# EXTRACT PROVIDED
Estate tax in the Philippines refers to the tax on the right of the deceased person to transfer their assets to lawful heirs or beneficiaries. According to the Bureau of Internal Revenue or BIR, estate tax is not property tax but is imposed on transferring assets when the owner dies.
For example, when a loved one dies, their estate pays tax for the process of transferring their assets—real, personal, tangible, or intangible, to their heirs and other beneficiaries.
If you inherited an asset after a loved one dies, you need to pay an inheritance tax. It’s a tax imposed on the heir or beneficiary receiving any asset from a deceased person. In the Philippines, inheritance tax is the same as estate tax. You don’t have to pay for separate taxes when assets are transferred, you only need to settle the fees for the estate tax.
Any estate with a gross value of more than PHP 200,000 must pay for an estate tax According to the Tax Reform for Acceleration and Inclusion or TRAIN Law. Estate tax in the Philippines is 6% of the net estate.
To get the net estate, simply subtract all allowable deductions from the gross estate or the value of the deceased’s properties. Then, multiple the net estate to 0.06 to get the cost of the estate tax.

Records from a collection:
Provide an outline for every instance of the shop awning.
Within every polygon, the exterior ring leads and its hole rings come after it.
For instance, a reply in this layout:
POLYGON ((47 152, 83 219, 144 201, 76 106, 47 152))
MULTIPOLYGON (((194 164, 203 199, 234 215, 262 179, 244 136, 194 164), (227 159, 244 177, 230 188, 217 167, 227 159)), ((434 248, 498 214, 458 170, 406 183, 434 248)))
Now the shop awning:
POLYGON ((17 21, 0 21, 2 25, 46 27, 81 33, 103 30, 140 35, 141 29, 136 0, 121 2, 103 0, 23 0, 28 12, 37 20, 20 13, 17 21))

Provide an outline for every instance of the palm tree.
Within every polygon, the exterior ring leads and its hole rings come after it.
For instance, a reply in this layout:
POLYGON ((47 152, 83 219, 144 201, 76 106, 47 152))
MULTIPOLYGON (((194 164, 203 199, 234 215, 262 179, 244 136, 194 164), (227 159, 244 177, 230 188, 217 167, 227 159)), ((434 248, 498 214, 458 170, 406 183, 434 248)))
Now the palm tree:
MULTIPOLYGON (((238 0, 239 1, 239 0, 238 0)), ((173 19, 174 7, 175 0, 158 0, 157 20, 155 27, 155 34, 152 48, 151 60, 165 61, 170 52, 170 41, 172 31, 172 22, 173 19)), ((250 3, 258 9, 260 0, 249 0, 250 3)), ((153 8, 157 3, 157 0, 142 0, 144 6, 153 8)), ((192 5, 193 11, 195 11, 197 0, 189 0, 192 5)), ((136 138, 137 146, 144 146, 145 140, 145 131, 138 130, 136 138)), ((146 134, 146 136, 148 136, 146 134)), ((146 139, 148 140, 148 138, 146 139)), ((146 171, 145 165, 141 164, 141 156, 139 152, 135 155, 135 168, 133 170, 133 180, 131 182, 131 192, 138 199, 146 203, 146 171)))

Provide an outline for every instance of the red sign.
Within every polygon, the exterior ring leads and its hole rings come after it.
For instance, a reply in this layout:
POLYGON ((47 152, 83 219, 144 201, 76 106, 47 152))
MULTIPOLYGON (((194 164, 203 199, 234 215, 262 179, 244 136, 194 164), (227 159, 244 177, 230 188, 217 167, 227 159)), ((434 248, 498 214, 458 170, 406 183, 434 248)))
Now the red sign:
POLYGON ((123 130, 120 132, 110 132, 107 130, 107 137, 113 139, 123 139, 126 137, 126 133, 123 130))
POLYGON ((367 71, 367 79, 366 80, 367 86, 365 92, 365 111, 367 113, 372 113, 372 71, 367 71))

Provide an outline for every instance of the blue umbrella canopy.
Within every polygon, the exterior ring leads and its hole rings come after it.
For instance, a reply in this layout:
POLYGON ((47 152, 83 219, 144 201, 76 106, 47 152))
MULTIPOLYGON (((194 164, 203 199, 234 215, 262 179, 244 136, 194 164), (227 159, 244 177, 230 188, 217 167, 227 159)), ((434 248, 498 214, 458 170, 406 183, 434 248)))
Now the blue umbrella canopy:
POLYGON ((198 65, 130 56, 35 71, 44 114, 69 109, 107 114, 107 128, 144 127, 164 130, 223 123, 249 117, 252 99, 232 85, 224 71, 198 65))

# CHALLENGE
Extract the part of the text about Philippine estate tax from "Estate tax in the Philippines refers" up to and including "and other beneficiaries.". Work only from the text about Philippine estate tax.

# TASK RESULT
Estate tax in the Philippines refers to the tax on the right of the deceased person to transfer their assets to lawful heirs or beneficiaries. According to the Bureau of Internal Revenue or BIR, estate tax is not property tax but is imposed on transferring assets when the owner dies.
For example, when a loved one dies, their estate pays tax for the process of transferring their assets—real, personal, tangible, or intangible, to their heirs and other beneficiaries.